WHAT TO PRODUCE:
Return the listing in full, word for word.

RECORD EXTRACTS:
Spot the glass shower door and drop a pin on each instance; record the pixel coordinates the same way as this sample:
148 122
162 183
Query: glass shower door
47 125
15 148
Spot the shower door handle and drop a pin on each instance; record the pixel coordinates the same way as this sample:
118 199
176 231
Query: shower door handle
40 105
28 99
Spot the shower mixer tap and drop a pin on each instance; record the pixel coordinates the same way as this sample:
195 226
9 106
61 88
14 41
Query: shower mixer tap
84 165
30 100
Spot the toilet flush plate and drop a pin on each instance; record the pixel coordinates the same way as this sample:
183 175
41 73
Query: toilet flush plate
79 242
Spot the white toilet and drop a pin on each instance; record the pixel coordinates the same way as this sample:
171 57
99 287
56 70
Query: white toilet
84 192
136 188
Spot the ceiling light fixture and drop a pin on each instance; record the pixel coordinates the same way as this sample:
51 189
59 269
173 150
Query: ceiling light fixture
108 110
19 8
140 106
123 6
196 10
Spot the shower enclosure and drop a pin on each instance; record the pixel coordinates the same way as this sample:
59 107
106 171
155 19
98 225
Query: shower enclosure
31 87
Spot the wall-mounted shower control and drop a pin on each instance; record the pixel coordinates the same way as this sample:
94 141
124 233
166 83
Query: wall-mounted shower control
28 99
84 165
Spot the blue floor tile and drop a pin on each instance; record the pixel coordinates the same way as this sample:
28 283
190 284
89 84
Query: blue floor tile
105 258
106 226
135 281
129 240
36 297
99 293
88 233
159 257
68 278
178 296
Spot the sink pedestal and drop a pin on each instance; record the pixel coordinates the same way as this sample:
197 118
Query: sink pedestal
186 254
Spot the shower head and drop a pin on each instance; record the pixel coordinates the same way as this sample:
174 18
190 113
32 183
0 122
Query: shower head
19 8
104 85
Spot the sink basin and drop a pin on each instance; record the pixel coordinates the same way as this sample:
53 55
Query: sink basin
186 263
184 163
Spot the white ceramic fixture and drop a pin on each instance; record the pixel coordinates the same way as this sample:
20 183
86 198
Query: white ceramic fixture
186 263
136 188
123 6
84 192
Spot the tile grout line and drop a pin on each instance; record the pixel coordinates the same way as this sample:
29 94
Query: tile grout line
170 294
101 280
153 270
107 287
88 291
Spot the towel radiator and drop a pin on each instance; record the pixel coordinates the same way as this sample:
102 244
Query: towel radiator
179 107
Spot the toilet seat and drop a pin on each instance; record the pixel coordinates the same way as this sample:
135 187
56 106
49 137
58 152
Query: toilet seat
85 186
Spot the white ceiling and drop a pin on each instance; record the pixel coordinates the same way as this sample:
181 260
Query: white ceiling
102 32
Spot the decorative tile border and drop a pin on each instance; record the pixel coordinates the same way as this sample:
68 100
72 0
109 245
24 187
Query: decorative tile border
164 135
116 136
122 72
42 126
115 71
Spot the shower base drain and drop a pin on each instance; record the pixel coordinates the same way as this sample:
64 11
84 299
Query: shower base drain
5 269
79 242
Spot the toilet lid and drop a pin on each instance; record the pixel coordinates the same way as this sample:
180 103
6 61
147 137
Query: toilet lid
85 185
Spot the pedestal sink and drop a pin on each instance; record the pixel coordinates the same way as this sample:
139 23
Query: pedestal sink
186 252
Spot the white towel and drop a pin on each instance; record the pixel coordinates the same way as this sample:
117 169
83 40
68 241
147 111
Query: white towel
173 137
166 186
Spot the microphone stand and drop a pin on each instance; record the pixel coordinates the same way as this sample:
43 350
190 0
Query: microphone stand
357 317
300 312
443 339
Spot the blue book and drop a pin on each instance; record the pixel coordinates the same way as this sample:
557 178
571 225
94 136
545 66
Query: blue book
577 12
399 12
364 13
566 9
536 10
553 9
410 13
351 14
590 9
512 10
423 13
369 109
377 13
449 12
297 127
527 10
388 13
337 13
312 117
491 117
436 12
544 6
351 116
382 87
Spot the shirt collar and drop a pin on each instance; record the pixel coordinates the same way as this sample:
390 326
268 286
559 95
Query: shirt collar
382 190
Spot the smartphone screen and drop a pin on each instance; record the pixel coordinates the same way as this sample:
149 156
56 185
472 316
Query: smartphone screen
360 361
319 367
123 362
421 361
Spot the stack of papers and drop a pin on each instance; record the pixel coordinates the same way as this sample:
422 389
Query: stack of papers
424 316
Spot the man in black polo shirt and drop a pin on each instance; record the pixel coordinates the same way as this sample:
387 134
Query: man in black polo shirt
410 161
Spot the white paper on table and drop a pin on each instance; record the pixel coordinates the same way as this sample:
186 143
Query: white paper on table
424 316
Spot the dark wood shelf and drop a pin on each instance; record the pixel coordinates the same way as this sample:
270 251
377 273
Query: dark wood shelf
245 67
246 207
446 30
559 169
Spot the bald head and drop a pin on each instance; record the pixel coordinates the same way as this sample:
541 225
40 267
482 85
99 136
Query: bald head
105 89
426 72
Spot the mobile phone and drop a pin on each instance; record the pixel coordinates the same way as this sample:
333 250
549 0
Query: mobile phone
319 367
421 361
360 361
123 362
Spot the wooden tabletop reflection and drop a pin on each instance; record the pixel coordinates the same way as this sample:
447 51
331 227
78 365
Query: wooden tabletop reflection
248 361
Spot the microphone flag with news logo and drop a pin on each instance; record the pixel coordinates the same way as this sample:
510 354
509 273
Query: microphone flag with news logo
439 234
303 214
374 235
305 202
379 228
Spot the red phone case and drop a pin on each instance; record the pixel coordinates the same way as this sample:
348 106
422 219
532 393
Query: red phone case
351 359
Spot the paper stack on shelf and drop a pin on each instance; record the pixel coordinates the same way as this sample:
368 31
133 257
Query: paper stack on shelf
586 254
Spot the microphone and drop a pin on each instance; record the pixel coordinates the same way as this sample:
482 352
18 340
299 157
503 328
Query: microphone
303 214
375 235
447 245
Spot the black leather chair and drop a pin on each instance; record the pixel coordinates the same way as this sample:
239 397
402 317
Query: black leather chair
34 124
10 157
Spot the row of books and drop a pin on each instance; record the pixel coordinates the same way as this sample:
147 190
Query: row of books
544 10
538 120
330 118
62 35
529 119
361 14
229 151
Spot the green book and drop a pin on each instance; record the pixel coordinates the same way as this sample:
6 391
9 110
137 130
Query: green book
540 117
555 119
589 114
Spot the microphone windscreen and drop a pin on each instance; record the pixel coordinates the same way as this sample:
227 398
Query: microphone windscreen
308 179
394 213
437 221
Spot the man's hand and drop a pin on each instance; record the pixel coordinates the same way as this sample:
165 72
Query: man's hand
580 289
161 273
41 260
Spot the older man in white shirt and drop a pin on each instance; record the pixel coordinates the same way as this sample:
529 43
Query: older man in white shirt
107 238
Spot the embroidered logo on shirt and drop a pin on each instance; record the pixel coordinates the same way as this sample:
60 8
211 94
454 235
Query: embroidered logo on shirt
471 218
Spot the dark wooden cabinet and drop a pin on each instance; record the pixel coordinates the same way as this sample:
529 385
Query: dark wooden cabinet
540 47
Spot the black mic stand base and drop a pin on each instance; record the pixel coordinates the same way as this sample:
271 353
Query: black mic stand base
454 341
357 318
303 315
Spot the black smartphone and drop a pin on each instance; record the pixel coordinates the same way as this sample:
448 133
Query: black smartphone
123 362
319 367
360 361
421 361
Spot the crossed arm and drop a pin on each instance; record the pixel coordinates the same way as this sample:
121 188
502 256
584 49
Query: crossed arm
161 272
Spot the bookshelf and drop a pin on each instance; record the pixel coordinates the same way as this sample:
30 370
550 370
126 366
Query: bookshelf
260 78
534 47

ANSWER BOX:
Spot the glass shower door and drop a pin on each instance; record the pixel coordinates the same way as this sample:
148 122
162 183
Query: glass shower door
47 125
15 148
Spot the shower door handle and drop a pin on each instance; record the pixel coordinates the same way as this sample:
118 199
176 231
Query: shower door handle
40 105
28 99
Spot the shower mixer tap and drop a pin on each instance; record the pixel coordinates the same way as this sample:
195 226
9 106
61 88
14 41
Query: shower mixer tap
84 165
30 100
Spot the toilet flush plate and drop a pin on each instance; record the pixel coordinates the same way as this sample:
183 175
41 73
Query: toilet flush plate
79 242
Spot the white toilet and drop a pin on each instance; record the pixel coordinates the same way as this sample:
171 57
99 287
56 70
Query: white toilet
84 192
136 188
Spot the ceiling light fixture and drop a pin on each instance; record the pixel coordinates the same way as this sample:
51 189
59 269
173 150
Query: ceiling light fixture
108 110
19 8
140 106
123 6
196 10
Spot the shower enclosure and drop a pin on each instance; record the pixel coordinates the same way as this sample:
59 107
106 171
155 19
98 225
Query: shower enclosure
31 87
Spot the wall-mounted shower control and drop a pin on each instance; record the pixel coordinates the same way as this sample:
94 141
124 233
166 83
Query: wall-mounted shower control
28 99
84 165
Spot the blue floor tile and drop a pin on each instance; record the pixel coordinates the same way as this sample:
28 283
190 284
89 84
Query: blue floor tile
105 258
106 226
135 281
129 240
36 297
99 293
88 233
159 257
68 278
178 296
Spot the sink pedestal and drop a pin on each instance; record the pixel coordinates the same way as this sample:
197 118
Query: sink pedestal
186 254
Spot the shower head and drop a pin on each instance; record the pixel coordinates the same way as this sample:
174 18
190 113
32 183
0 122
Query: shower head
19 8
104 85
Spot the sink basin and drop a pin on each instance; record the pixel coordinates the same way as this sample:
53 55
Query: sink basin
186 263
184 163
Spot the white ceramic fixture and drop a pin on each instance; record the pixel coordinates the same way as this sample:
20 183
86 198
Query: white ceramic fixture
186 263
136 188
123 6
84 192
Spot the tile grout line and drop a pin on each instance; record the pixel coordinates the same way as this sample:
29 94
Query: tile grout line
170 294
101 280
153 270
107 287
88 291
Spot the towel radiator and drop a pin on each instance; record the pixel coordinates the same way as this sample:
102 244
Query: towel radiator
179 107
Spot the toilet seat and drop a pin on each instance; record the pixel coordinates the same way as this sample:
135 187
56 106
49 137
58 152
Query: toilet seat
85 186
Spot the white ceiling and drop a pin on each instance; record the pixel coordinates the same way as this sample:
181 260
Query: white ceiling
102 32
Spot the decorative tile border and drop a pin on each instance; record the pixel coordinates the same way as this sample:
68 100
72 0
109 245
24 187
Query: decorative tile border
164 135
116 136
122 72
42 126
115 71
Spot the shower base drain and drop a pin on each instance; record the pixel coordinates the same way as this sample:
64 11
84 299
Query: shower base drain
5 269
79 242
Spot the toilet lid and drop a pin on each instance; record the pixel coordinates the same way as this sample:
180 103
6 61
147 137
Query: toilet lid
85 185
Spot the pedestal sink and drop a pin on each instance; record the pixel coordinates the same way as this sample:
139 23
Query: pedestal sink
186 252
Spot the white towel and drop a pin on each instance; record the pixel coordinates the same way as this sample:
117 169
83 40
68 241
147 111
Query: white towel
173 137
166 186
Spot the microphone stand and drop a pin on each instance; record the pixel coordinates the same way as this sample:
43 350
190 0
Query: microphone stand
357 317
300 312
443 339
Spot the blue book and drop a pin on each instance; record the pixel coordinates the same way as this sample:
557 178
571 225
94 136
545 66
Query: blue book
577 12
399 12
364 13
566 9
536 10
553 9
410 13
351 14
590 9
512 10
423 13
369 109
377 13
449 12
297 127
527 10
388 13
337 13
312 117
491 117
436 12
544 6
351 116
382 87
Spot the shirt collar and drop a pin on each instance; record the pixel coordinates the same way as this sample:
390 326
268 286
559 95
Query: shirt collar
382 190
Spot the smartphone screen and drop a pin on each instance; record the pixel coordinates the same way as this sample:
149 156
56 185
472 316
Query: smartphone screen
360 361
319 367
123 362
421 361
Spot the stack of papers and drop a pin on each instance; record the pixel coordinates the same way as this sample:
422 389
Query: stack of papers
424 316
Spot the man in black polo shirt and drop a pin on each instance; record the pixel coordinates the same way as this sample:
387 134
Query: man in black polo shirt
410 161
Spot the white paper on table and drop a pin on each instance; record the pixel coordinates the same way as this sample:
186 143
Query: white paper on table
424 316
Spot the dark wood shelf and drop a pin on each instance; record the pixel coordinates the same way as this sample:
270 251
377 273
Query: dark wood shelf
245 67
246 207
446 30
559 169
Spot the bald head and drop a pin on each instance; record the pixel coordinates the same way as this sample:
541 225
40 267
482 85
99 136
Query: bald head
105 89
426 72
Spot the mobile phone and drop a pin on each instance; record the pixel coordinates the same way as this sample:
333 250
549 0
Query: mobile phone
319 367
421 361
360 361
123 362
Spot the wooden tabletop reflection and drop a pin on each instance; record the pixel coordinates the same way as this sample:
447 51
331 227
78 365
Query: wooden tabletop reflection
248 361
Spot the microphone flag with news logo and drop a pin on each instance; record the pixel coordinates the same way as this sample:
510 354
509 273
Query: microphone flag with news logo
439 234
303 214
374 235
305 202
379 228
Spot the red phone case and drop a pin on each instance; record the pixel coordinates the same way as this sample:
348 106
422 219
532 393
Query: red phone case
351 359
Spot the paper stack on shelf and drop a pin on each instance; record the pixel coordinates the same way as this sample:
368 31
133 257
Query: paper stack on shelf
586 254
Spot the microphone and drop a pin on each instance; record the pixel coordinates the same way as this sample:
482 352
18 340
299 157
503 328
Query: microphone
303 214
375 235
447 245
Spot the black leather chair and drop a pin on each instance; record the pixel coordinates the same way as this sample:
239 397
402 317
Query: black leather chair
34 124
10 157
Spot the row of books and drop a pin on each instance; record the pixel coordinates the same way as this sample:
147 190
Query: row of books
544 10
538 120
330 118
62 35
529 119
361 14
229 151
Spot the green book and drop a pin on each instance; record the pixel coordinates the same way as this sample:
6 391
9 110
137 130
Query: green book
540 117
555 119
589 114
Spot the microphone windscreen and drop a pin on each instance; record the pixel coordinates the same way as this sample:
227 398
Query: microphone windscreen
308 179
394 213
437 221
Spot the man's hand and drop a pin on each instance; record the pixel coordinates the same way as this sample:
165 72
Query: man's hand
580 289
161 273
41 260
Spot the older man in white shirt and drop a pin on each instance; record the pixel coordinates the same way as this sample:
529 43
Query: older man in white shirt
107 238
Spot the embroidered logo on shirt and drop a pin on each instance; record the pixel coordinates the same way as this sample:
60 8
211 94
454 235
Query: embroidered logo on shirt
471 218
Spot the dark wooden cabinet and drop a pin on each instance; record the pixel coordinates the same way as this sample:
529 385
Query: dark wooden cabinet
540 47
Spot the black mic stand base and drop a pin on each instance; record the pixel coordinates the same way as this sample:
271 353
Query: black mic stand base
454 341
357 318
303 315
Spot the black smartphone and drop a pin on each instance; record the pixel coordinates the same way as this sample:
448 133
Query: black smartphone
123 362
319 367
360 361
421 361
Spot the crossed arm and drop a pin on each instance; record the pixel coordinates the same way as this sample:
121 188
502 256
584 49
Query: crossed arm
161 272
Spot the bookshelf and drop a pin on each instance; record the pixel coordinates the same way as this sample:
30 370
550 370
126 366
Query: bookshelf
260 78
534 47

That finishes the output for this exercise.